Вполне возможно, что первоначальное ``уклонение от действия'' возникло в ранней поэзии Мандельштама стихийно, из подсознательной сферы, играющей значительную роль в творчестве каждого поэта. Дальнейшее развитие глагола, выражающего активное действие, в поэзии Мандельштама идет параллельно с развитием и совершенствованием его поэтического дарования. На рубеже 20-х годов мир вокруг лирического героя Мандельштама уже полон действия, но поэтическое ``я'' почти исключительно воспринимает, чувствует, понимает. В раннем творчестве Мандельштама глаголы, употребляемые поэтом в первом лице единственного числа, можно легко перечесть: я устал, я не могу, я принимаю или приемлю, иногда с отрицанием, я несу (главным образом в переносном смысле), я ненавижу, я люблю, я забыл, я блуждаю, я иду, я хочу (часто с отрицанием), я чувствую (вижу, слышу, осязаю), я вспоминаю, я боюсь -- не более двадцати глаголов составляют, иногда повторяясь, основной круг действия поэтического ``я'' ``Камня'', к ним можно добавить с десяток случайных, примененных не более чем по одному разу. С началом "Tristia" глагольный диапазон поэтического ``я'' несколько расширяется, но его еще характеризует некоторая пассивность. В начале 20-х годов лирический герой Мандельштама начинает от восприятия уже полного действием мира переходить к самостоятельным акциям. Это не означает, что стихи уже пестреют глагольными формами первого лица единственного числа. Поэтическое ``я'' часто еще продолжает скрываться за безличными оборотами или условным ``мы''. Но Рубикон перейден, и стихи становятся динамичнее, что иногда {53} взрывает форму, как в стихотворениях ``Полночь в Москве'' или ``Нашедший подкову'', но чаще с удивительным мастерством сохраняются прежние строгие рамки: ``Грифельная ода'', ``1 января 1924'', ``Нет, никогда ничей я не был современник'', ``А небо будущим беременно''.

Записанные данные ->
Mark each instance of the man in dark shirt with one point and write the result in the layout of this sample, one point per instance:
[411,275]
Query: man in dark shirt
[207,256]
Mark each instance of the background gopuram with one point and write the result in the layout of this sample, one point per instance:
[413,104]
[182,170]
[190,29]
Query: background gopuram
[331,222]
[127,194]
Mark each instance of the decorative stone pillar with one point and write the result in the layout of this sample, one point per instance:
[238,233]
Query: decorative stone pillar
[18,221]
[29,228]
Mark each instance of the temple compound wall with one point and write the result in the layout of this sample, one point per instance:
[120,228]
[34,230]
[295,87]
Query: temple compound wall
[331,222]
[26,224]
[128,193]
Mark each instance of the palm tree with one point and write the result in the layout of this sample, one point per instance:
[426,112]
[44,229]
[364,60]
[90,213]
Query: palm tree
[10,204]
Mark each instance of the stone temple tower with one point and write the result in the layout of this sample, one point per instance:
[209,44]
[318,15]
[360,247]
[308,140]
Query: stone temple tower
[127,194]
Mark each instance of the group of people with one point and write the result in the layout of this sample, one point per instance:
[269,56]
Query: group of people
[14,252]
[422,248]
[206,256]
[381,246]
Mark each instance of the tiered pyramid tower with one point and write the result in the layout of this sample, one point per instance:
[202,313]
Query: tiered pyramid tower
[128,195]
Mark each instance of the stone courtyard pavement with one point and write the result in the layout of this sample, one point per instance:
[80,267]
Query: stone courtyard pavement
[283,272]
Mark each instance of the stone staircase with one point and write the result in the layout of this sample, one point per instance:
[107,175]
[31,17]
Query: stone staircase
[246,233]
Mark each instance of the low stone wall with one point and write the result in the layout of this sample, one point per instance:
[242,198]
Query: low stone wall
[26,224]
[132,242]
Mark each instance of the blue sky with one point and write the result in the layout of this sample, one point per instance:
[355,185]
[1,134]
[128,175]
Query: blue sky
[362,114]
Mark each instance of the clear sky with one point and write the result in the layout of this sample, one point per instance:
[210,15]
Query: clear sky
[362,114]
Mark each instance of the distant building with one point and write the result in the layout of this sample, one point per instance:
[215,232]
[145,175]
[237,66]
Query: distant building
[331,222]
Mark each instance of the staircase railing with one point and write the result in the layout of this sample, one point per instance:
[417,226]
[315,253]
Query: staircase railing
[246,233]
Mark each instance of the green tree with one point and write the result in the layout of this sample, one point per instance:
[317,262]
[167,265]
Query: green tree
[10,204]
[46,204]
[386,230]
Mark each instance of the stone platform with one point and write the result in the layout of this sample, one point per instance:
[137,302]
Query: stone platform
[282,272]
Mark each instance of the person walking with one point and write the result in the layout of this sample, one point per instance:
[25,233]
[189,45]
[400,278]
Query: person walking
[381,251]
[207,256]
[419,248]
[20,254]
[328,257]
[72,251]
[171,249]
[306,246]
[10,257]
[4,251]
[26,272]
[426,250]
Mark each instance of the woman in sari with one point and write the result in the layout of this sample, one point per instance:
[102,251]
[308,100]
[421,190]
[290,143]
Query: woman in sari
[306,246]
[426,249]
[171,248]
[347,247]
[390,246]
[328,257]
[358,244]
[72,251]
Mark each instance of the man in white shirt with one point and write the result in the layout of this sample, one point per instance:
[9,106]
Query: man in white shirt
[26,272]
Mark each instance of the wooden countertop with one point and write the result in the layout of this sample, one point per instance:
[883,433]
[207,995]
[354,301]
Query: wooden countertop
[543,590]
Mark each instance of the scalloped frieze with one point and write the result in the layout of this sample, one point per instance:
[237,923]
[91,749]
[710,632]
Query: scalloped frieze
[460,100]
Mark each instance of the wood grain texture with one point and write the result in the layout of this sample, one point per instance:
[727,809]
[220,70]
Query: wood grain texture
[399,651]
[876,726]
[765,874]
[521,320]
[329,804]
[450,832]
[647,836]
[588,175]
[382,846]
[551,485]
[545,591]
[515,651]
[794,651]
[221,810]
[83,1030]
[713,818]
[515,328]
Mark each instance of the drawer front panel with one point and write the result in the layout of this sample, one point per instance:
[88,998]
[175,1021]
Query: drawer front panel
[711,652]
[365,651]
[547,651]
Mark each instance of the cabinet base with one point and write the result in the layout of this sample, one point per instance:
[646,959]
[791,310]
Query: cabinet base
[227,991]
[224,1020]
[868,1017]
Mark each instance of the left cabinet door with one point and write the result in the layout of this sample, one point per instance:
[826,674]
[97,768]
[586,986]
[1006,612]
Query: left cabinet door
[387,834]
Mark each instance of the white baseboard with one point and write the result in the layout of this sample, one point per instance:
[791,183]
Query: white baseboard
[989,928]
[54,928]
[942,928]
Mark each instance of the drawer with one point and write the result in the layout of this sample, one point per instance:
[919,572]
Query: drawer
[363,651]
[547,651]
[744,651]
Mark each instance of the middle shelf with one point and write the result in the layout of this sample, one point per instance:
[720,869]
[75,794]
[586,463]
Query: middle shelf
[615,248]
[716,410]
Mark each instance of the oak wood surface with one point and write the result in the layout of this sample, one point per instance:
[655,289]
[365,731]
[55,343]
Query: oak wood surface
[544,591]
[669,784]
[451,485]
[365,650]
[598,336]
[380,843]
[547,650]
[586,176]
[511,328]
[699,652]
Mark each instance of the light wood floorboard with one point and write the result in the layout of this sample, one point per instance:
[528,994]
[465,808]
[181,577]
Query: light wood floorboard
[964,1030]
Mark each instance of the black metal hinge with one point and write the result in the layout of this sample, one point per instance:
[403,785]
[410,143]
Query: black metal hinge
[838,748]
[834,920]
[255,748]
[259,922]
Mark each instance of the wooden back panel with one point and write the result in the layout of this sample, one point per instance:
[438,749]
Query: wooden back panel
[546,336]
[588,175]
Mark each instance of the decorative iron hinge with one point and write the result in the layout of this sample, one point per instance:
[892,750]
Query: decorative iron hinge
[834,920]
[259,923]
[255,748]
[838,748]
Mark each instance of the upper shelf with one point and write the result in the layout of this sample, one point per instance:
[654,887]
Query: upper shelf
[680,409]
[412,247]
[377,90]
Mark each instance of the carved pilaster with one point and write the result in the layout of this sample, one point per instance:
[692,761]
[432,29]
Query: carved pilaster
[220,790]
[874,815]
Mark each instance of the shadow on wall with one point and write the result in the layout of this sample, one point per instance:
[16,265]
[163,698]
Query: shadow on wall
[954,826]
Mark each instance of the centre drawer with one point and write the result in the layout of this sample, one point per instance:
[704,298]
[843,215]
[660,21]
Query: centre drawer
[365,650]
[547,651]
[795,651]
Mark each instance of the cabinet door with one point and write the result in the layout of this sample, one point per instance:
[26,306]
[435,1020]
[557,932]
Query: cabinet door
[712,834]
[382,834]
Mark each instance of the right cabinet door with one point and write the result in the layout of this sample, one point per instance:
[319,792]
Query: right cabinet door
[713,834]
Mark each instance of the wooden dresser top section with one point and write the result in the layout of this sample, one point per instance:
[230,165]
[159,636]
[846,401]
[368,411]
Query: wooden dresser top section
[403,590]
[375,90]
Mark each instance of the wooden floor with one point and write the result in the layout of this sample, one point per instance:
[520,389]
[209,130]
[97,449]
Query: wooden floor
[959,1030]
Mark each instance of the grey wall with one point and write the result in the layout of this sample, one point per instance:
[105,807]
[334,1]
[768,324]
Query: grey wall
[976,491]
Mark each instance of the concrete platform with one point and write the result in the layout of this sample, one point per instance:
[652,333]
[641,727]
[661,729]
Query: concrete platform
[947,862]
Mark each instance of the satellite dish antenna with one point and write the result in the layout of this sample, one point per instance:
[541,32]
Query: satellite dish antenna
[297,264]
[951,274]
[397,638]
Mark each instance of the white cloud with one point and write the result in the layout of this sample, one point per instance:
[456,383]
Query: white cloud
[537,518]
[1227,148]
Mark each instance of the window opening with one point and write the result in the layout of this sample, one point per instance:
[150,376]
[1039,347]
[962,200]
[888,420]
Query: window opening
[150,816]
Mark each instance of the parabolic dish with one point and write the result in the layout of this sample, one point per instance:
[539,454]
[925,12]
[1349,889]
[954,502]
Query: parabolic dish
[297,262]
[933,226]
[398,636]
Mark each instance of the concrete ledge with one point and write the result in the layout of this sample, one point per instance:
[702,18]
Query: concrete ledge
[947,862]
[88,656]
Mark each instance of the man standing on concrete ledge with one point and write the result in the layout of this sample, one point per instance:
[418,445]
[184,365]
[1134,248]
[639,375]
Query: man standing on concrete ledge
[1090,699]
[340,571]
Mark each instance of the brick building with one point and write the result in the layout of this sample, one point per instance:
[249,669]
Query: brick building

Что требуется ->
1. Сколько глаголов, согласно отрывку о глаголе в поэзии Мандельштама, составляют основной круг действия поэтического «я» в «Камне»?
2. Допишите отрывок о глаголе в поэзии Мандельштама, начав сразу после его последнего предложения.
Данные здесь никакой роли не играют.

Ответы к заданиям ->
1. Не более двадцати глаголов.

2.
В ``борьбе за время'', о которой говорит Мандельштам в статье ``Заметки о Шенье'', глагол медленно отвоевывает себе все больше времени. В последних дошедших до нас стихотворениях проявляется чередование противоположных тенденций естественного развития в сторону большей динамичности и возврата к пассивности, даже, более того, впадение в апатию, вызываемое сознанием собственного бессилия. Сведение действия к необходимому минимуму приводит к тому, что глагол в лексике Мандельштама отличается наименьшим разнообразием и наиболее нейтрален, его специфическая окраска минимальна -- универсальные вечно новые процессы, равно свойственные любой местности и любой эпохе. Глаголы, выходящие из этих рядов, чаще употребляются Мандельштамом для образования причастий-эпитетов.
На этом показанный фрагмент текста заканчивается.